Problem to solve =
Start at the line below containing "Provide the location of every instance of the red" and stop at the line containing "Provide the location of every instance of the woman". Repeat every line of that stretch exactly, and nothing outside it.

Material provided =
• • •
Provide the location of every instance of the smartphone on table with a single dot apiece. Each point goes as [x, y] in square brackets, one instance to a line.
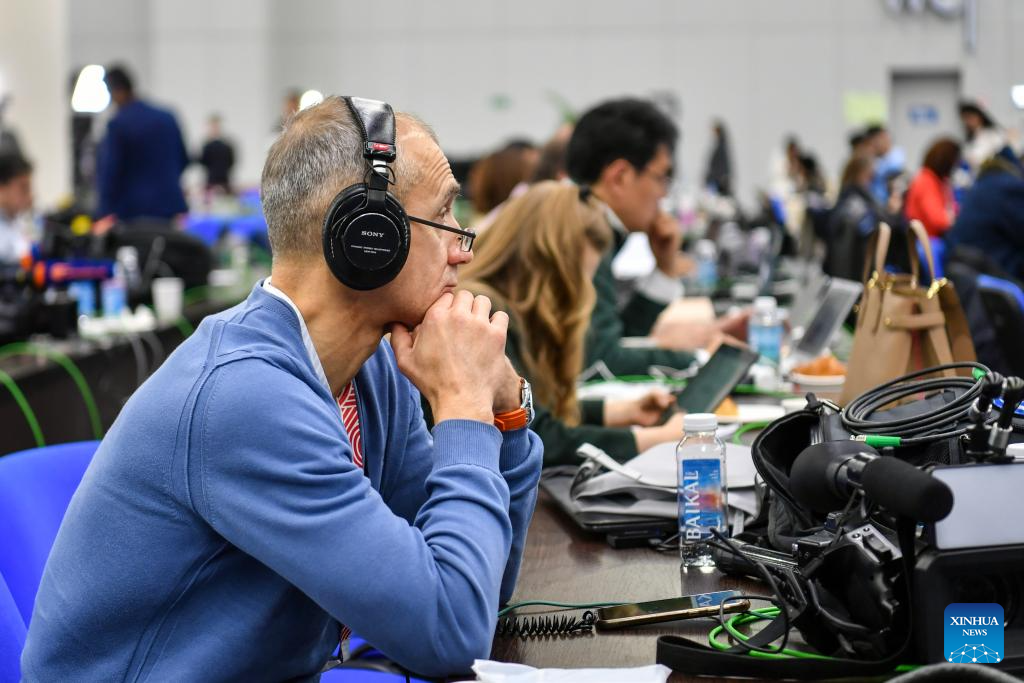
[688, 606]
• • •
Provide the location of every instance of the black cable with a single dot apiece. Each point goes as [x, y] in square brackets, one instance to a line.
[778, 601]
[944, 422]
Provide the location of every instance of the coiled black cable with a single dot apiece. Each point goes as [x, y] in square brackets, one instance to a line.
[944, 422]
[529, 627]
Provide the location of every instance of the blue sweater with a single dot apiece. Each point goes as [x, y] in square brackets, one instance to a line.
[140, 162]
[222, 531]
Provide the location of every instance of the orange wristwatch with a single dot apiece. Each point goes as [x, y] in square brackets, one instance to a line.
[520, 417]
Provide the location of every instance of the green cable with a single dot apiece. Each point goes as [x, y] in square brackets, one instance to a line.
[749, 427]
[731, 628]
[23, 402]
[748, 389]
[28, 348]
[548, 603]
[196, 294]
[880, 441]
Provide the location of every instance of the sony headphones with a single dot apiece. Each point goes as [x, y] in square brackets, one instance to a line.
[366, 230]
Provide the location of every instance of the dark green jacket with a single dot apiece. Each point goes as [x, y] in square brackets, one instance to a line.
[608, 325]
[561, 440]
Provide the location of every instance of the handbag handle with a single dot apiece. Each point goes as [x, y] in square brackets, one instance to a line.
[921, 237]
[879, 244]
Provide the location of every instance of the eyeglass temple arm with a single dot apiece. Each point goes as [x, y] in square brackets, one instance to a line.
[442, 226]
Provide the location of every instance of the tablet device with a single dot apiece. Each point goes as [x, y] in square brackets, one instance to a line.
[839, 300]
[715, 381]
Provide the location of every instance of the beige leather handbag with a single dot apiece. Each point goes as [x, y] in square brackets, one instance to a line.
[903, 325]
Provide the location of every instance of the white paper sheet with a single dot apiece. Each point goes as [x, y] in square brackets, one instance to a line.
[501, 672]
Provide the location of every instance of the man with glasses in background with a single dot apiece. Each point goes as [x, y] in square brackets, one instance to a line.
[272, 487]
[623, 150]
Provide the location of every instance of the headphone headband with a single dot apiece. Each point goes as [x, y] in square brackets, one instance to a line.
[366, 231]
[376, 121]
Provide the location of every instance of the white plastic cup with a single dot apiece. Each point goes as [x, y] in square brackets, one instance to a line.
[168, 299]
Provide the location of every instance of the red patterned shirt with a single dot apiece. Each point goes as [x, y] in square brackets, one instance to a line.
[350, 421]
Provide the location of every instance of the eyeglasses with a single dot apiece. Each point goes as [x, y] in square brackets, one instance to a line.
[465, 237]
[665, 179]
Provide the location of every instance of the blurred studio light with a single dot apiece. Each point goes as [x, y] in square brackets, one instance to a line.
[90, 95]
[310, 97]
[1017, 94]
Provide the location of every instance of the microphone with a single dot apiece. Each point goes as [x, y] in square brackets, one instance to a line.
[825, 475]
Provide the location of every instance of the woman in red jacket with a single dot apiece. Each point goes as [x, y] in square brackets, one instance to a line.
• • •
Task response =
Provide the location of every instance of the red patterned shirt with a single dot apiece. Each point goes as [x, y] in square brackets, one instance to a line.
[350, 421]
Provide the location of every instance of the eyeglasses with a single dot apiece. Each point goes as [x, y] in square brackets, one instance to a line.
[465, 237]
[665, 179]
Provide the location of every instance of the blurred studio light with a single dot apiece. Each point goes as [x, y] in square brackets, one instance to a line.
[90, 95]
[310, 97]
[1017, 94]
Provide the location of every instance of the microphone with a single dot apiece. Each point goes as [x, y] in square brackets, one instance to a line.
[825, 475]
Provide the location of every instance of the woman in red jacket with a single dot apiece. Each point goes as [x, y] in square brackets, one instance to a line.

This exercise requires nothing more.